(Point-per-instance localization data)
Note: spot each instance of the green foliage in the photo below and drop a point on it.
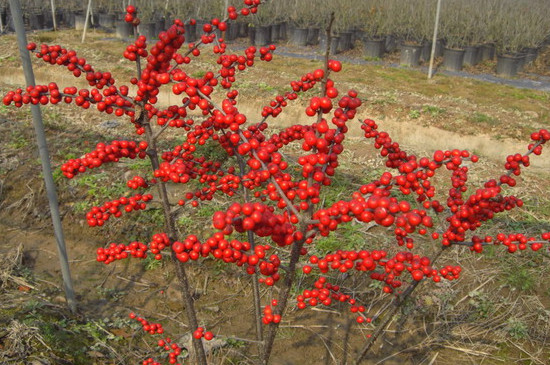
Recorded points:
(519, 278)
(482, 306)
(348, 237)
(481, 118)
(414, 114)
(433, 110)
(150, 263)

- Task directions: In the copy, include all records verbatim but no images.

- The completed task:
Note: spot each instance of the green foliage in the photo below and drop a point on it.
Recorded points:
(519, 278)
(482, 306)
(348, 237)
(481, 118)
(414, 114)
(433, 110)
(150, 263)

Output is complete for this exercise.